__Problem__
Keyword search on "wall": report each line of the records that contains it.

Saved entries
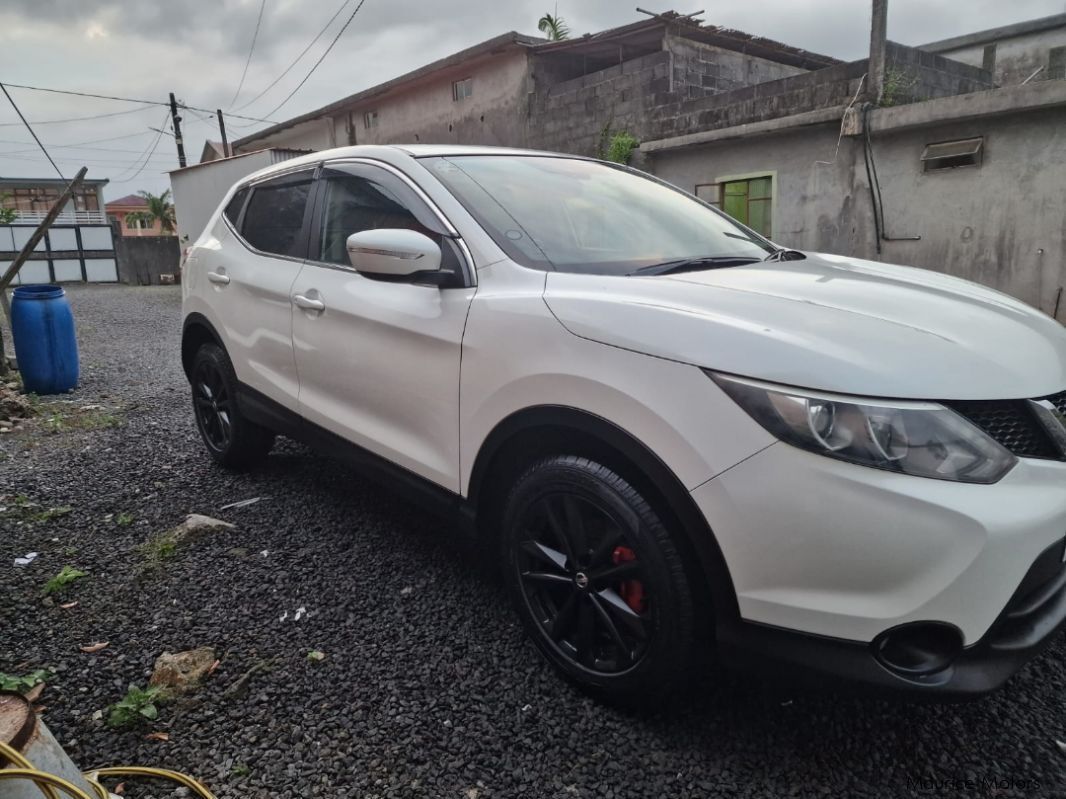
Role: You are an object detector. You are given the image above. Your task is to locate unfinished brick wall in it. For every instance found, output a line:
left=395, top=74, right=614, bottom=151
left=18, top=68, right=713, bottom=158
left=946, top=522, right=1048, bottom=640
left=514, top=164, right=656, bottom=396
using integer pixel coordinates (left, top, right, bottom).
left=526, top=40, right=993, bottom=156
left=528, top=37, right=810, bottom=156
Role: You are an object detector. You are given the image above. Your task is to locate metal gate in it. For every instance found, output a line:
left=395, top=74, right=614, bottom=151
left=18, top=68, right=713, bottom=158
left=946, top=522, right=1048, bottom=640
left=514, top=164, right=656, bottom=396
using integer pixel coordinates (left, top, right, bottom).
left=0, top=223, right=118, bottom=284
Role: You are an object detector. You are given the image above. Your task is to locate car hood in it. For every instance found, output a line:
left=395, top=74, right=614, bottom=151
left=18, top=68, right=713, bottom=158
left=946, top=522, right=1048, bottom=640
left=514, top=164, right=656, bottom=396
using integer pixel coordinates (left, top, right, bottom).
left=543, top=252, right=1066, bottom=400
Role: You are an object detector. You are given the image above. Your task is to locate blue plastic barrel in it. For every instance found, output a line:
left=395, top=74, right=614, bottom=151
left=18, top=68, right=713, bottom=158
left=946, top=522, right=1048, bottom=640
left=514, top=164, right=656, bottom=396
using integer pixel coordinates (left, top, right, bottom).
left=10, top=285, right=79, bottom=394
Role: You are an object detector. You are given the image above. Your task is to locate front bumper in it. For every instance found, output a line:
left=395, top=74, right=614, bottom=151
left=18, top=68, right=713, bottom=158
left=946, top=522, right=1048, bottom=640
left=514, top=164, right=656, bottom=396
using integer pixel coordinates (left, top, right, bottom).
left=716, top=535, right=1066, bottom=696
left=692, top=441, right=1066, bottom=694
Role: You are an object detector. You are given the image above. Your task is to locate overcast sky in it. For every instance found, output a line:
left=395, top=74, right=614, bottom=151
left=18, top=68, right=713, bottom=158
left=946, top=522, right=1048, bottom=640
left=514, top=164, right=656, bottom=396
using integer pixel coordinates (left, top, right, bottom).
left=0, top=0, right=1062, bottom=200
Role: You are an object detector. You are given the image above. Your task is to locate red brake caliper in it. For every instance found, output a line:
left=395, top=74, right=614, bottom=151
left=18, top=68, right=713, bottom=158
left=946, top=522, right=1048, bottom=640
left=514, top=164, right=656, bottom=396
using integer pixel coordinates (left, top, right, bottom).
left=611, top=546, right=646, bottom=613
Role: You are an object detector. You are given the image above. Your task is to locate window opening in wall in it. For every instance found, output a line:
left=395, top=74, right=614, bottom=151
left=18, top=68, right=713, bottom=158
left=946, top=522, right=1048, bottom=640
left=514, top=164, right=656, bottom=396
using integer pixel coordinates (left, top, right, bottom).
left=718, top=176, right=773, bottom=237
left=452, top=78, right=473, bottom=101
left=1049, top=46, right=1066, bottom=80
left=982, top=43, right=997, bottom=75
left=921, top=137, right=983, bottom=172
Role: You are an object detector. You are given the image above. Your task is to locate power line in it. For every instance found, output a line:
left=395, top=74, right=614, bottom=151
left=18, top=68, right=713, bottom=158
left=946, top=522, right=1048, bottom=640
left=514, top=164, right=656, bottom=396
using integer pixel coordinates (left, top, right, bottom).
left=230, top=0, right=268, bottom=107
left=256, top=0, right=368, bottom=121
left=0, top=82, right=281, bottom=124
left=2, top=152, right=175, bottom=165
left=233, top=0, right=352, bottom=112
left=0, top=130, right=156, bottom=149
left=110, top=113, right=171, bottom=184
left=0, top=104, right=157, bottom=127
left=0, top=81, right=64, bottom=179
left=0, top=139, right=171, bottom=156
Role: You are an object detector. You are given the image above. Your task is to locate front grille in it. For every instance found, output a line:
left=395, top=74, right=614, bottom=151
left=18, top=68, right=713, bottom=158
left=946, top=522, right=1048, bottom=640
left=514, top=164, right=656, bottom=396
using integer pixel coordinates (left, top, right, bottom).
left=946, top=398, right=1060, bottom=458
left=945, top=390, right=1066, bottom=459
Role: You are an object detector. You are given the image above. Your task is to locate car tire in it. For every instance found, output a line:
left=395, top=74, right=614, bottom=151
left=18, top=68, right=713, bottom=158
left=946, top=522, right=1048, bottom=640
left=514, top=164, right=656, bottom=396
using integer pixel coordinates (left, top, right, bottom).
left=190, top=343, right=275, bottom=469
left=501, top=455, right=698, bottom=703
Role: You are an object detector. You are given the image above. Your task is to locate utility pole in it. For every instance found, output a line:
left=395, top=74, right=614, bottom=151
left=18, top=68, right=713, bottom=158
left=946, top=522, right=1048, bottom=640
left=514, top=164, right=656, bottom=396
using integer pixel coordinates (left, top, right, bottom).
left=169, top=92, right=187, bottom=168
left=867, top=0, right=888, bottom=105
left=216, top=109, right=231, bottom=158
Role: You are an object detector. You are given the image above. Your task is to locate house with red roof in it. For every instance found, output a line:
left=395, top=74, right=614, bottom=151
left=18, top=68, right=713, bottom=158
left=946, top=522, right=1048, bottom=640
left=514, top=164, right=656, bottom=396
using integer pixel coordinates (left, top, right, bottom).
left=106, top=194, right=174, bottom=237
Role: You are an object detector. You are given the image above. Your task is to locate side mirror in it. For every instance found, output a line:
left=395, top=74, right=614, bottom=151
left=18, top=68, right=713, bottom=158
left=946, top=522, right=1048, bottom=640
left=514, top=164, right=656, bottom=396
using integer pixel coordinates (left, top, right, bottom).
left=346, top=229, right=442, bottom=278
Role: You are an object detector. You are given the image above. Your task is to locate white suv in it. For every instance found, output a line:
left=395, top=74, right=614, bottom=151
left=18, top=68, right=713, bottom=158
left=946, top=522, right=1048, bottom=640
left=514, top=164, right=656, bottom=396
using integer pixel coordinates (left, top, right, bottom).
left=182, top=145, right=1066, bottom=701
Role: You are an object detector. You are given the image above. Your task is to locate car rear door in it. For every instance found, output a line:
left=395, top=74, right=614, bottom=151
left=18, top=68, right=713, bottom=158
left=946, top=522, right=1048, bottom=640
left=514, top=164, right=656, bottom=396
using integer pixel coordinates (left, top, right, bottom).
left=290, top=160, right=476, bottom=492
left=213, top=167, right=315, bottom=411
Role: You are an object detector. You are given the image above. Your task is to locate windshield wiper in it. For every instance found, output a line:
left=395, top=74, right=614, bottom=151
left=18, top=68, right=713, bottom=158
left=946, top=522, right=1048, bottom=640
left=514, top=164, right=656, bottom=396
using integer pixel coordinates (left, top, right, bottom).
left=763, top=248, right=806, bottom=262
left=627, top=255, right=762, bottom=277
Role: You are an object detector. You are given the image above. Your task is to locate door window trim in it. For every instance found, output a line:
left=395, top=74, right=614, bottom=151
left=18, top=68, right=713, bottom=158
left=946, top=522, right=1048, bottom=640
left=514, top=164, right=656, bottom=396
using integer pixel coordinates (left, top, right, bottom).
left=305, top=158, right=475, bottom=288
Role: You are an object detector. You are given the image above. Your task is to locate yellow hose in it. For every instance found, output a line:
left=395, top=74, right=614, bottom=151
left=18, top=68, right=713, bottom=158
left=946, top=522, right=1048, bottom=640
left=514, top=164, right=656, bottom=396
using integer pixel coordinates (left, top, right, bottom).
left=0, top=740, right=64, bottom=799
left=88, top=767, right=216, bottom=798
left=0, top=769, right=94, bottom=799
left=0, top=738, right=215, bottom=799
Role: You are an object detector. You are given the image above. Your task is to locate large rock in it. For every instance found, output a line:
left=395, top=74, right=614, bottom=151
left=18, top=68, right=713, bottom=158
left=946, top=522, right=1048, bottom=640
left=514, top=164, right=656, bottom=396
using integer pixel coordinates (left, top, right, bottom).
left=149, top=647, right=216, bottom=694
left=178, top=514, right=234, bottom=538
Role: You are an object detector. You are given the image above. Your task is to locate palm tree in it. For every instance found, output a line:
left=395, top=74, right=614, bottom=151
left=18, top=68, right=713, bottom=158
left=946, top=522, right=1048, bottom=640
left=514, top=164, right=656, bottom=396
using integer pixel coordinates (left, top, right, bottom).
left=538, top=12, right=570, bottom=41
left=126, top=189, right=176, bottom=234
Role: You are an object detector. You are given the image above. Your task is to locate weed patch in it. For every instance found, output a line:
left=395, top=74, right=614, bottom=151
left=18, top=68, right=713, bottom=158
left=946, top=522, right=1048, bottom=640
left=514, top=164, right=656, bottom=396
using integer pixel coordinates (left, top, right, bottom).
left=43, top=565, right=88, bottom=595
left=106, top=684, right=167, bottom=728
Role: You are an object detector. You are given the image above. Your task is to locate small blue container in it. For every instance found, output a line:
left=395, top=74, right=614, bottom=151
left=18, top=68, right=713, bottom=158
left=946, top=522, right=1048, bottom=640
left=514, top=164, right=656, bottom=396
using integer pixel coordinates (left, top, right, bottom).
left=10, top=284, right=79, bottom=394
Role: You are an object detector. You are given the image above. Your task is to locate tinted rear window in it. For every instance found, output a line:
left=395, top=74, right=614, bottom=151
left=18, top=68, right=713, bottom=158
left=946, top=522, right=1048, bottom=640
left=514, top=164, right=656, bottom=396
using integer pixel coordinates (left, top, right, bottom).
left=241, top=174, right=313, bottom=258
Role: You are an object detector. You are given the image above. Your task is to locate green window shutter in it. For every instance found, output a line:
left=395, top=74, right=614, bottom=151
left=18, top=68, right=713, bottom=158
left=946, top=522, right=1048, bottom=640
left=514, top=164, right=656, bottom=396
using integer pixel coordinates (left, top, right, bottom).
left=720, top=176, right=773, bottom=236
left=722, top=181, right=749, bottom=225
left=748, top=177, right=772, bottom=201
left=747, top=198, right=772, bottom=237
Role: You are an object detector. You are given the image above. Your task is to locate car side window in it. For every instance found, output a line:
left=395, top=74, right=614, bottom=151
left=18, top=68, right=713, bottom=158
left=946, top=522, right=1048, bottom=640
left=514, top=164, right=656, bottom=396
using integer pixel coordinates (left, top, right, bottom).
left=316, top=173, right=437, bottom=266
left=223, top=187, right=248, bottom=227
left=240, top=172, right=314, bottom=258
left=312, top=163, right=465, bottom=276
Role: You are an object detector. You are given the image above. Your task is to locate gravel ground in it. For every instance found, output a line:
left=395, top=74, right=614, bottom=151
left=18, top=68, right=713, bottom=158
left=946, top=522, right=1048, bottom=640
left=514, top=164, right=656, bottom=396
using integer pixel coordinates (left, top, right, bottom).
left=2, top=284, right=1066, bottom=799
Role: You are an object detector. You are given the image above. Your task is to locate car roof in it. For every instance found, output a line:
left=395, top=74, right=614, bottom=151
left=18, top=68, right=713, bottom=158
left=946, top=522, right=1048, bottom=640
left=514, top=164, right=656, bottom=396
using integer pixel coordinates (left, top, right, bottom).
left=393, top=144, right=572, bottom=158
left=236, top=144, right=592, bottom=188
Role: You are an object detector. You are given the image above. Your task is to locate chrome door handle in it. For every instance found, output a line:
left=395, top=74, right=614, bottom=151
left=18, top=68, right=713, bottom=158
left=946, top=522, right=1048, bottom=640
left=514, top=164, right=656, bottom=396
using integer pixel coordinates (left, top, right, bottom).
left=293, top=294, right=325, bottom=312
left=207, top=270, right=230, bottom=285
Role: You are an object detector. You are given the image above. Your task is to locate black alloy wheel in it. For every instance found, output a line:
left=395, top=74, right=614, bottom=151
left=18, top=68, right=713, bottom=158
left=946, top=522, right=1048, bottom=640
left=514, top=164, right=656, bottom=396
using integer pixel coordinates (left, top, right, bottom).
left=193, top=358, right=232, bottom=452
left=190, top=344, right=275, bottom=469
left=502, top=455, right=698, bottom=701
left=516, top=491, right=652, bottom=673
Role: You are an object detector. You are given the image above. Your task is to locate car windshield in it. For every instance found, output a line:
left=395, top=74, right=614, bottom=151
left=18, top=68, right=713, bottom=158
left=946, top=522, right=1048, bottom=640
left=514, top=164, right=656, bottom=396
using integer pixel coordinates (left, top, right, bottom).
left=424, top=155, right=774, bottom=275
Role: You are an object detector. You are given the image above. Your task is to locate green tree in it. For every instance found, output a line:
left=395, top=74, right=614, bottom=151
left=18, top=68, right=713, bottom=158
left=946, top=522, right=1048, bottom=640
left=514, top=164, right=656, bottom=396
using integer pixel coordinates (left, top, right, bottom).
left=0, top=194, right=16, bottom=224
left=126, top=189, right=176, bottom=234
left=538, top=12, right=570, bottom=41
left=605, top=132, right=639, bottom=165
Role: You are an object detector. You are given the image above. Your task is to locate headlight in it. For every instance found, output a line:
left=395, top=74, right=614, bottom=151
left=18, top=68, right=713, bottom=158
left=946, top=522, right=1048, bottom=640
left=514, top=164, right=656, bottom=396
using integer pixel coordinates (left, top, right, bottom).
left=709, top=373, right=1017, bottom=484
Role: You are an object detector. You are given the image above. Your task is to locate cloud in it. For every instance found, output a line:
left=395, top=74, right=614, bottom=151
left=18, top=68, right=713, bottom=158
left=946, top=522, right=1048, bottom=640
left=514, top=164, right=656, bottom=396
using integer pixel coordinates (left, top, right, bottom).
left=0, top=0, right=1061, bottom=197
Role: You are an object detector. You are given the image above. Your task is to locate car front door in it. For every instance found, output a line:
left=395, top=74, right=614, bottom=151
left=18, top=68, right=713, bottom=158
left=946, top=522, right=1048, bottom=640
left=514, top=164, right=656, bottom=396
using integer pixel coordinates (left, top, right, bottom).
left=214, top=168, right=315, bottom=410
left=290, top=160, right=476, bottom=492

__Output__
Role: You are an object detector. You are given the image above. Your task is to locate unfinished brick wall in it. For every instance found, output a line:
Role: You are an object detector. You are given the image above. Your task is to locate window opening in wall in it. For every instance found, output a line:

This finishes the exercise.